--- START ---

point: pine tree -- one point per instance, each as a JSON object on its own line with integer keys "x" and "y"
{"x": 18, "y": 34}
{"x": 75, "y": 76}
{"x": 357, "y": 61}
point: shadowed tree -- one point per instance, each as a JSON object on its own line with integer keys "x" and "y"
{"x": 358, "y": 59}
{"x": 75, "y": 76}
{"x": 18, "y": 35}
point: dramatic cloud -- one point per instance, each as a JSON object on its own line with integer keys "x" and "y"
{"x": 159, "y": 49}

--- END ---
--- START ---

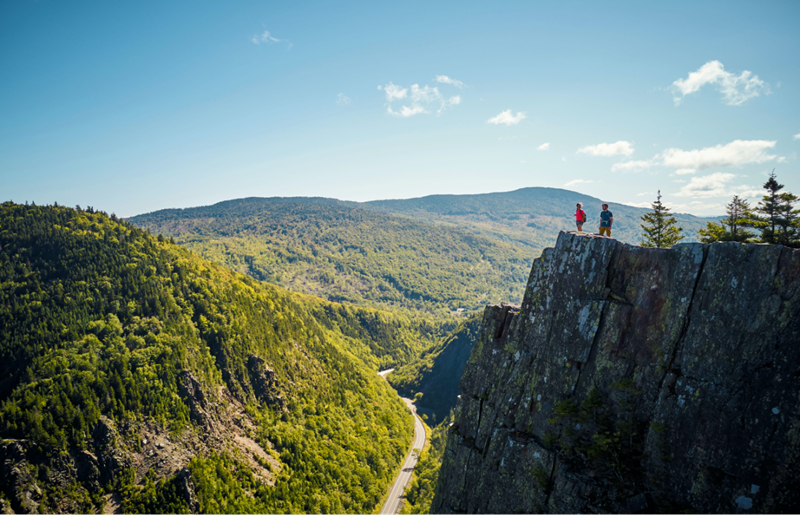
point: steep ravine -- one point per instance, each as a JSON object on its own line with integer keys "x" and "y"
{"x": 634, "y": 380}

--- END ---
--- START ---

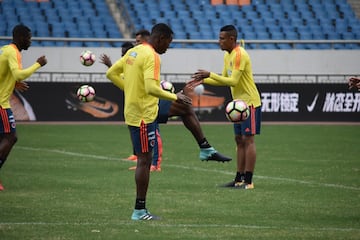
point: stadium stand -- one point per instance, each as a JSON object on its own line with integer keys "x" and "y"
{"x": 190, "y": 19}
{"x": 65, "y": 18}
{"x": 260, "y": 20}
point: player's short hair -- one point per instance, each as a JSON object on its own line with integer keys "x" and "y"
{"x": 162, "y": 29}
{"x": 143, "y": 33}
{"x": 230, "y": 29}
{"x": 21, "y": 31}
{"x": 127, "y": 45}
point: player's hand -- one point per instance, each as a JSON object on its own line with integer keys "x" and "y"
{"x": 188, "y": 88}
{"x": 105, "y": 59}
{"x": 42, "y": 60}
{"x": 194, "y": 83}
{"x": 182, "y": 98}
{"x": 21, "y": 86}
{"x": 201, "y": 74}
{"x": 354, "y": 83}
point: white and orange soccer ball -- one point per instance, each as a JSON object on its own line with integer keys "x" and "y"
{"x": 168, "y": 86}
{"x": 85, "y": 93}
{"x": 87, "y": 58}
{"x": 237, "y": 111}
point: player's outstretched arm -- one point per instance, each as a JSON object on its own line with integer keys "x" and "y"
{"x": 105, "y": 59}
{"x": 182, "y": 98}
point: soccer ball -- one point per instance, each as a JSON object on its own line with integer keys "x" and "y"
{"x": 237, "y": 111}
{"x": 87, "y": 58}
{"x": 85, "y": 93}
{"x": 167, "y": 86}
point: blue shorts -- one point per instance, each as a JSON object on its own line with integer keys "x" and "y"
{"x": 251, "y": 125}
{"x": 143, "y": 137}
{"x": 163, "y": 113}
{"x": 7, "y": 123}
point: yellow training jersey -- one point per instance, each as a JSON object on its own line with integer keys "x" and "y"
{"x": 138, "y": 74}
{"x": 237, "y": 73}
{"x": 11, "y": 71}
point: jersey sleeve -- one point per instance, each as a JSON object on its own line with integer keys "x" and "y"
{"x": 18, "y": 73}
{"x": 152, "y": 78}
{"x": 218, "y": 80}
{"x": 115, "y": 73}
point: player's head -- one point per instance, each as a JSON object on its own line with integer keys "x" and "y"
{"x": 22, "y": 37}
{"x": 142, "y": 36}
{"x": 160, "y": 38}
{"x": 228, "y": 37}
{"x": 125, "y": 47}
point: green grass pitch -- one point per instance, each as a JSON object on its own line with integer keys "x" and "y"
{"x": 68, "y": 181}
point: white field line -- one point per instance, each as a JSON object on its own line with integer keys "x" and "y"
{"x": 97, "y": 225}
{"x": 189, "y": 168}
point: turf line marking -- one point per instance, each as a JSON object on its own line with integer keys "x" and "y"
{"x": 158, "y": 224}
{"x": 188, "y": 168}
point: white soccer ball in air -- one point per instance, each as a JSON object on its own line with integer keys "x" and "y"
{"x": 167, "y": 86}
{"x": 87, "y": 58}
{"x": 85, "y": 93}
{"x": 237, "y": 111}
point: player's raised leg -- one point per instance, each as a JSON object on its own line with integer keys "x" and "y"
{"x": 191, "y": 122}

--- END ---

» **BRIEF**
Collect every line in the items above that contains the word "tree", treating uppercase and lowercase letters as different.

» **SOLVED EXERCISE**
point: pine tree -- one point per instance, each as a JSON object on its own line with integer keys "x" and "y"
point: shadowed tree -- one point per instance, each as a JSON object on its own line with integer keys "x" and "y"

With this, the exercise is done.